> [Brief]: Select every line of the data that contains the string "tent", and copy each of those lines. Case counts.

> [Source records]:

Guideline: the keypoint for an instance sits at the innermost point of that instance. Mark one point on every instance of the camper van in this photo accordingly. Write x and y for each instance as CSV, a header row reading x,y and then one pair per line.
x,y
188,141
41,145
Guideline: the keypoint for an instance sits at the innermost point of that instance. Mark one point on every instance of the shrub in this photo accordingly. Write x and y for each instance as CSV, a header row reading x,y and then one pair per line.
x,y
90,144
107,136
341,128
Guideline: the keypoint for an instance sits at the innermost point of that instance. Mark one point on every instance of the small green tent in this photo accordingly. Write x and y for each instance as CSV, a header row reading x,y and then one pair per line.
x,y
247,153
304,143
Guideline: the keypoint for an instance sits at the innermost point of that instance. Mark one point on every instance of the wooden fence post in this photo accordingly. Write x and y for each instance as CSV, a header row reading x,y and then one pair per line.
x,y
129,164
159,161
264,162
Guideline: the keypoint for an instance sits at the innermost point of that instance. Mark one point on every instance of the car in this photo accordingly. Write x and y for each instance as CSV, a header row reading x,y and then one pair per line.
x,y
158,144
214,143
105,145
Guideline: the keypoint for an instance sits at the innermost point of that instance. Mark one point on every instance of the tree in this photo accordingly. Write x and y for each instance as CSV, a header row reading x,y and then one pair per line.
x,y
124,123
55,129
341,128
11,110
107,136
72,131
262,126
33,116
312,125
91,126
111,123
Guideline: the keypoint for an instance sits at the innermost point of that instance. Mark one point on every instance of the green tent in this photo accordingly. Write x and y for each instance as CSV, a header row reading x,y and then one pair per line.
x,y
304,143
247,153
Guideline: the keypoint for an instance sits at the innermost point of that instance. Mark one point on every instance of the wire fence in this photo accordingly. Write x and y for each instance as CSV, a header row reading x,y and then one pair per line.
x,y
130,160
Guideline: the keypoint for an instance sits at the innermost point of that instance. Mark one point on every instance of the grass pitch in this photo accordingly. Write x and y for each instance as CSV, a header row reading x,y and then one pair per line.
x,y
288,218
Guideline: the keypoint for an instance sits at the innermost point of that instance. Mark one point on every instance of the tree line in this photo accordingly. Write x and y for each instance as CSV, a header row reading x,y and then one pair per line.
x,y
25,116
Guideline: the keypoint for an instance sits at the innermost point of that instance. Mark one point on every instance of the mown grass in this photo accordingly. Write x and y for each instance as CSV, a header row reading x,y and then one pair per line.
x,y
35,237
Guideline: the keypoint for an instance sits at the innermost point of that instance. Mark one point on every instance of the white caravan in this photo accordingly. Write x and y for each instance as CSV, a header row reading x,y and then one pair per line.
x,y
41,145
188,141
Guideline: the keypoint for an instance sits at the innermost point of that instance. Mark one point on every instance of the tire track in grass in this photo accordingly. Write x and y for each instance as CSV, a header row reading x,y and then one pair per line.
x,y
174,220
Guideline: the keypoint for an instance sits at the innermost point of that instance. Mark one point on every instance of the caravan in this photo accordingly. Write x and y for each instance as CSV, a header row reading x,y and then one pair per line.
==
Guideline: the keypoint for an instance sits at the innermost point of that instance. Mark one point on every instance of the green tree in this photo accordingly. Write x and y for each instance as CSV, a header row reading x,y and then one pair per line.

> [Result of the task]:
Guideline: the keypoint for an instance sits at the innermost point of that instance. Mark one point on every instance of the small green tent in this photo accordingly. Write x and y for each instance as CSV, a header row reading x,y and then one pair per line.
Guideline: the keypoint for an instance sits at the innermost point of that instance. Mark one point on every instance of the green tent in this photo accordingly. Write x and y for each instance as CSV, a header row reading x,y and then one pair per line.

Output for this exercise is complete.